**Available data:**
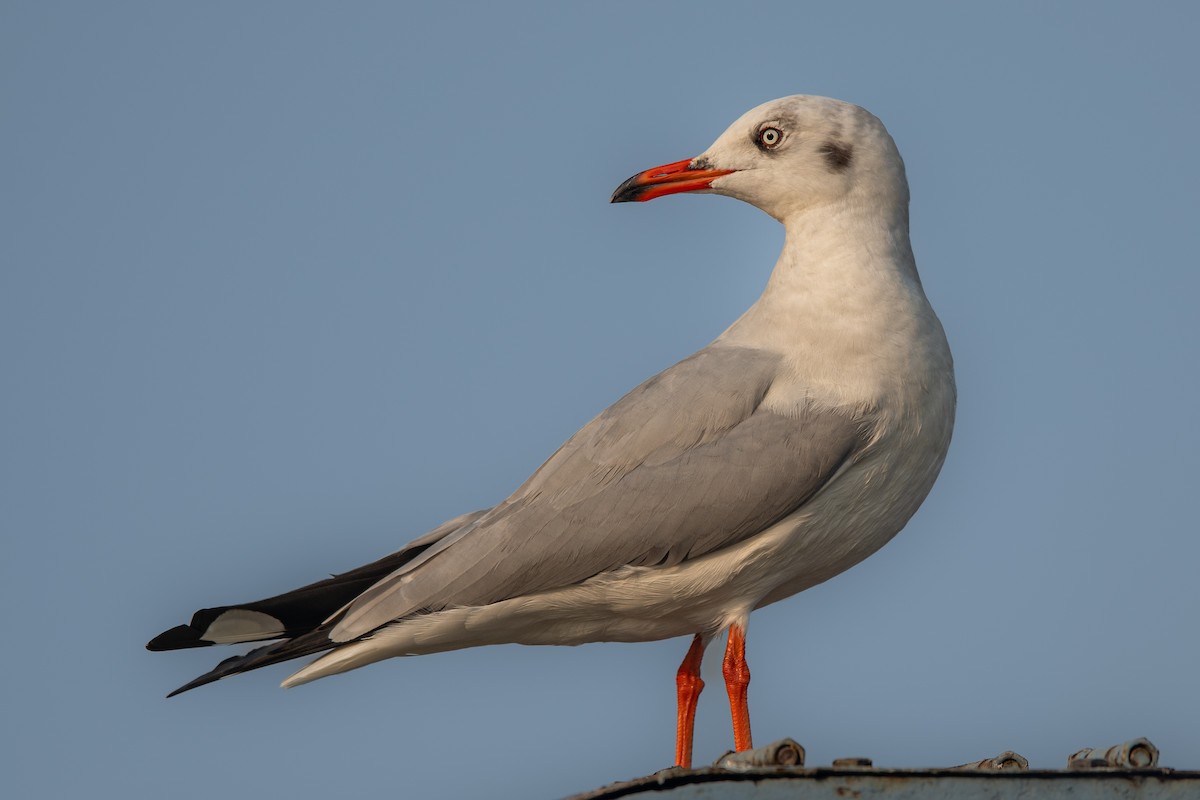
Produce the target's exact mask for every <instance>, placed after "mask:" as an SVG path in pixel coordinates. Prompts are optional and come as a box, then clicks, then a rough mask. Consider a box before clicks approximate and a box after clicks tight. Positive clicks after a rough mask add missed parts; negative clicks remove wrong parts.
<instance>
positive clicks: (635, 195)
mask: <svg viewBox="0 0 1200 800" xmlns="http://www.w3.org/2000/svg"><path fill="white" fill-rule="evenodd" d="M637 178H638V176H637V175H634V176H632V178H630V179H629V180H628V181H625V182H624V184H622V185H620V186H618V187H617V191H616V192H613V193H612V199H611V200H608V201H610V203H634V201H635V200H637V199H638V198H640V197H641V194H642V191H643V190H644V188H646V187H644V186H640V185H638V184H637Z"/></svg>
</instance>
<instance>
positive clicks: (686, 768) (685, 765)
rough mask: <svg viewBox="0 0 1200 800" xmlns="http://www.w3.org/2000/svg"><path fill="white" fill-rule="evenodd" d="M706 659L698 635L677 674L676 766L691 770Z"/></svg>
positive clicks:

**Aim of the task:**
Write out each entry word for word, images excluded.

**Output for this task:**
Produce the target's exact mask for every <instance>, placed after "mask:" as an SVG path in pixel coordinates. Prompts are optional and come as a box, then clicks, then a rough mask. Consider a box before clicks approximate and a box after clicks tight. Positive clicks after a rough mask add missed parts; negative clicks remove wrong parts.
<instance>
positive clicks: (635, 195)
mask: <svg viewBox="0 0 1200 800" xmlns="http://www.w3.org/2000/svg"><path fill="white" fill-rule="evenodd" d="M637 178H638V176H637V175H634V176H632V178H630V179H629V180H628V181H625V182H624V184H622V185H620V186H618V187H617V191H616V192H613V193H612V199H611V200H608V201H610V203H634V201H635V200H637V199H638V198H640V197H641V194H642V191H643V190H644V188H646V187H644V186H640V185H638V184H637Z"/></svg>
</instance>
<instance>
positive clicks: (686, 768) (685, 765)
rough mask: <svg viewBox="0 0 1200 800" xmlns="http://www.w3.org/2000/svg"><path fill="white" fill-rule="evenodd" d="M706 659L698 635L677 674L676 766L691 770Z"/></svg>
positive clicks:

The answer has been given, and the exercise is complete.